Exercise aim: Lines from the beginning of the entries up to and including the one with "left=309, top=107, right=360, bottom=256" must be duplicated word for word; leave out all others.

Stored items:
■ ■ ■ ■ ■ ■ ■

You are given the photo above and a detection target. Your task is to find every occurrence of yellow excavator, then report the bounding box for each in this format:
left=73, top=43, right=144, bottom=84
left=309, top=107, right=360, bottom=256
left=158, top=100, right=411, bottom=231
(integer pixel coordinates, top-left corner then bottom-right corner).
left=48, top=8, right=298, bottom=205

■ ■ ■ ■ ■ ■ ■

Result of this exercise:
You are given the photo above and a detection target. Your task is to find every occurrence of yellow excavator, then report the bounding box for each in this format:
left=73, top=43, right=144, bottom=84
left=309, top=107, right=360, bottom=256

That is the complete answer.